Required work:
Extract every row below that contains the string "wheel", with matching that is case-sensitive.

Material supplied:
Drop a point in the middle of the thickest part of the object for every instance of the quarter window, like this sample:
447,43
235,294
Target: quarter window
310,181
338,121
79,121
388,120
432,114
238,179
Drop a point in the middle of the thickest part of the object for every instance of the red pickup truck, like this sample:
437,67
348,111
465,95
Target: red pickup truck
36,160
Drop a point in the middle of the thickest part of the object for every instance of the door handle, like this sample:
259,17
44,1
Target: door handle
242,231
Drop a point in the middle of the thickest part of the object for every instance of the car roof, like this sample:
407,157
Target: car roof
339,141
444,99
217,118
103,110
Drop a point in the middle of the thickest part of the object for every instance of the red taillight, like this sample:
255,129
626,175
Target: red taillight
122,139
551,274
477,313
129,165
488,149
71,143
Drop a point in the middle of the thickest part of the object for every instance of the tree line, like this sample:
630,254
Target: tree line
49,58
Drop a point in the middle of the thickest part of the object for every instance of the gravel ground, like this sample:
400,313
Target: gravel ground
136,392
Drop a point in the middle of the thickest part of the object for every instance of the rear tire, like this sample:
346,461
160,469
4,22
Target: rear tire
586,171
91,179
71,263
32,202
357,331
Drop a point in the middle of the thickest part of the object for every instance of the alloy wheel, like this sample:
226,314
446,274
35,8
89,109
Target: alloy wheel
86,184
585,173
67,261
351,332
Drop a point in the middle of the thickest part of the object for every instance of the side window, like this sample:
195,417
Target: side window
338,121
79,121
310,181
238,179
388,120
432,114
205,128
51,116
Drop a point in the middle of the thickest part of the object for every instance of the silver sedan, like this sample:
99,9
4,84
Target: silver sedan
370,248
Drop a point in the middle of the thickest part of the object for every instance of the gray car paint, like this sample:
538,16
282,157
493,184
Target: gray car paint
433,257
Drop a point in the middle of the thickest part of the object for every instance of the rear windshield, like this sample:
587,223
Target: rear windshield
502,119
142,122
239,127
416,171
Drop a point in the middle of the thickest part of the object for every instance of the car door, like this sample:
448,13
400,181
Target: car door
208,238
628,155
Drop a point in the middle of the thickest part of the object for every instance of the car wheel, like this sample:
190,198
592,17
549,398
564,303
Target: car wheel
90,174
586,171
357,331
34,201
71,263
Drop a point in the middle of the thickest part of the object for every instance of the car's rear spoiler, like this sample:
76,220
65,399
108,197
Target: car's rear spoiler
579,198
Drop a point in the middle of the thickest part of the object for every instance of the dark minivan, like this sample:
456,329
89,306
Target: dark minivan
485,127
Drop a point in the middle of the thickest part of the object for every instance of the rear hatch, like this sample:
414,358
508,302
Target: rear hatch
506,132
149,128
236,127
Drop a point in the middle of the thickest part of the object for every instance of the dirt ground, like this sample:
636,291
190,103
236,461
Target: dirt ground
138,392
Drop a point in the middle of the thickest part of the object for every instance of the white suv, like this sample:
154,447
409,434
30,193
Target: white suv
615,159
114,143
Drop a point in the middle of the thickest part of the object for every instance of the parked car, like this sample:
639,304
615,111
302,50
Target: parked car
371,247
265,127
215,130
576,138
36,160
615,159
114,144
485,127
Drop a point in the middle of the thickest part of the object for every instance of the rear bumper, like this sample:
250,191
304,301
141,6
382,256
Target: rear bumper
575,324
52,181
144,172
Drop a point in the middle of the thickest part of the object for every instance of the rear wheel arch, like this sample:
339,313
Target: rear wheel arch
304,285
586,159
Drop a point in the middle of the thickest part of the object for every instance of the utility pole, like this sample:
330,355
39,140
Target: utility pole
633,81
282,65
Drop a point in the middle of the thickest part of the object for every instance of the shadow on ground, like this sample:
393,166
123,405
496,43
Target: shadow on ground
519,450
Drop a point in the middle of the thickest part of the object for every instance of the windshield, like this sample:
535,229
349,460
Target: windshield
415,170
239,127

* * *

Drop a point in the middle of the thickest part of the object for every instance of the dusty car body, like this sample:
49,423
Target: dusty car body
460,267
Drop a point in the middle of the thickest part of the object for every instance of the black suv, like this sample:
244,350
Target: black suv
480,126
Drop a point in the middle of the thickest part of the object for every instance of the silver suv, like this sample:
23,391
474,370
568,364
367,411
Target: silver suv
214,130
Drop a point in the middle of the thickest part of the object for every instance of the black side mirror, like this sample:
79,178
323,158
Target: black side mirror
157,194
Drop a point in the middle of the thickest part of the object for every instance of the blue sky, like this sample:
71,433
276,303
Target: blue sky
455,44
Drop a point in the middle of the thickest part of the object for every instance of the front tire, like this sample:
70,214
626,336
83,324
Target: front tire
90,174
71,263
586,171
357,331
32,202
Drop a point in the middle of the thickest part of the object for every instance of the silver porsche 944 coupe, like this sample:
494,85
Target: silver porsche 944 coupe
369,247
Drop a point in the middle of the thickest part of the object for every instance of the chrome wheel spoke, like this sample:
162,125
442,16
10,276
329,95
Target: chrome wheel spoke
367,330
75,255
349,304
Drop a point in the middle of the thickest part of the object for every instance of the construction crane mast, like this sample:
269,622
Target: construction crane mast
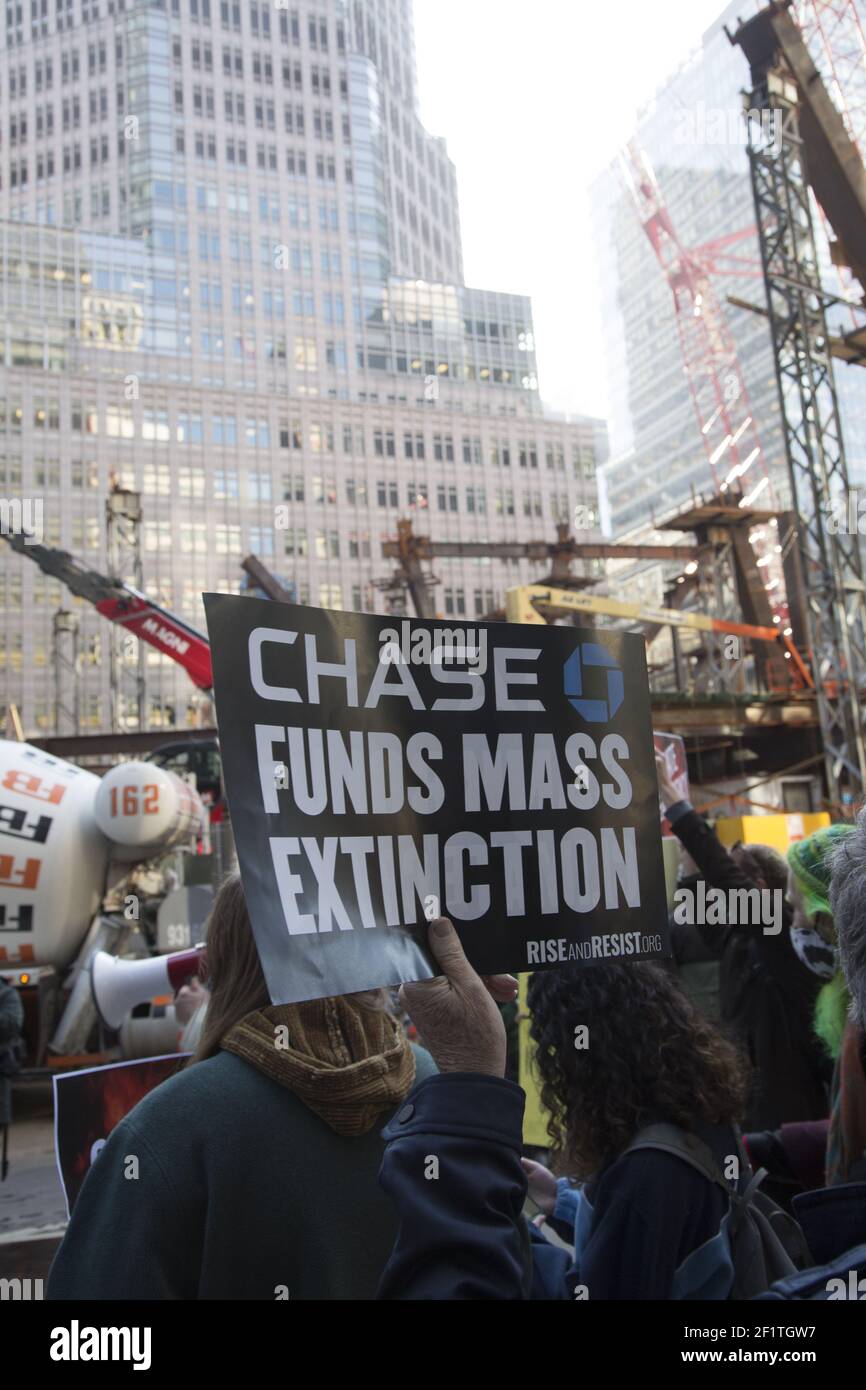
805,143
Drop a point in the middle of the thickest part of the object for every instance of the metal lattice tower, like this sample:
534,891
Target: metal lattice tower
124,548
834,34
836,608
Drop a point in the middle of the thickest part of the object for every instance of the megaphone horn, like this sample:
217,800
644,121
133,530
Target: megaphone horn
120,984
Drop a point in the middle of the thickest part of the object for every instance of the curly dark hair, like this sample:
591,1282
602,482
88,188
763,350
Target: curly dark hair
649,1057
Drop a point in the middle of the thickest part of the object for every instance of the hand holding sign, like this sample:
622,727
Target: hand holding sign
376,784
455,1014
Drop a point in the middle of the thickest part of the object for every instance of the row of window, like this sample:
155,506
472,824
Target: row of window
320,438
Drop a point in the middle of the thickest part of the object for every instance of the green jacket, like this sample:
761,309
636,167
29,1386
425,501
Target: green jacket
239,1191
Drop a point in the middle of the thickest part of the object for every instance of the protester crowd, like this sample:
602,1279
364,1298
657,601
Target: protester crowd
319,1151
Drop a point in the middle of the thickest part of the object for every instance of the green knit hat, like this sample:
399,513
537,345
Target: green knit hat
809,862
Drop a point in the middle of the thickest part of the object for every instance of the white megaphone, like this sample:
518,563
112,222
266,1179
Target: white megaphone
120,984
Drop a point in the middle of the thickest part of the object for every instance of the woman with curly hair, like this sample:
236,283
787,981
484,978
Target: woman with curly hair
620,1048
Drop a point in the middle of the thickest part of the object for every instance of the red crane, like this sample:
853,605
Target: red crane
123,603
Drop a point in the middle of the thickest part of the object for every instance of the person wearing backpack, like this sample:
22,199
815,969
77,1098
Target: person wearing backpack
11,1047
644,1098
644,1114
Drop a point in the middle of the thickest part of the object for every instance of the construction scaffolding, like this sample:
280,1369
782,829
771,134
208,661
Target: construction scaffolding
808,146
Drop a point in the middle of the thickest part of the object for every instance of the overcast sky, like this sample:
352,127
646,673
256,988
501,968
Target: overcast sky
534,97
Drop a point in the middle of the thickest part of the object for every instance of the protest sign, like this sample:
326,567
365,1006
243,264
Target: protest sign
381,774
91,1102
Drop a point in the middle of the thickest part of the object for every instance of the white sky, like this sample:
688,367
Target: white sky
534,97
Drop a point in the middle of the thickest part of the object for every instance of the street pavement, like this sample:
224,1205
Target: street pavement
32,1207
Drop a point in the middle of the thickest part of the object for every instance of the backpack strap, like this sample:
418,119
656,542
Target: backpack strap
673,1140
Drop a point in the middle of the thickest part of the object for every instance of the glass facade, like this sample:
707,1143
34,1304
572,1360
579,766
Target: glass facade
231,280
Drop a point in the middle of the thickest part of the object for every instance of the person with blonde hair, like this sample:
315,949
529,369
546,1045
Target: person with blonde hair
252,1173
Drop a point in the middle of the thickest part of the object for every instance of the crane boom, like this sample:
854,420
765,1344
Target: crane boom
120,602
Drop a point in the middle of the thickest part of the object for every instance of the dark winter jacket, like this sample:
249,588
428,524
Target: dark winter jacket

Finished exercise:
Drop a point in the middle of the thickest part of the object for every instance of the alloy wheel, like this sample:
Target: alloy wheel
Drop a point in the middle of the thickest part of the object for every instance of the car wheel, like this sample:
Target: car wheel
Drop a point in the middle of the thickest part of the object for every instance of the rear wheel arch, like this sample:
Target: rear wheel arch
Drop a point in the middle of the thickest part of the object for every instance of the chrome wheel spoke, like this sample:
Target: chrome wheel spoke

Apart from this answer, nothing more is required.